_Given records:_

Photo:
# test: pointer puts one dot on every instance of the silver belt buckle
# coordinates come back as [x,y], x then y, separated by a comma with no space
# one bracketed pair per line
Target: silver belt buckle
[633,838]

_Exercise goal:_ Render every line of the material above as a JSON list of strings, one string per line, omitting any blank lines.

_Response to this exercise:_
[
  "Photo:",
  "# test: pointer puts one dot on every instance of the silver belt buckle",
  "# coordinates come back as [x,y], x then y, separated by a comma with no space",
  "# one bracketed pair per line",
  "Target: silver belt buckle",
  "[633,838]"
]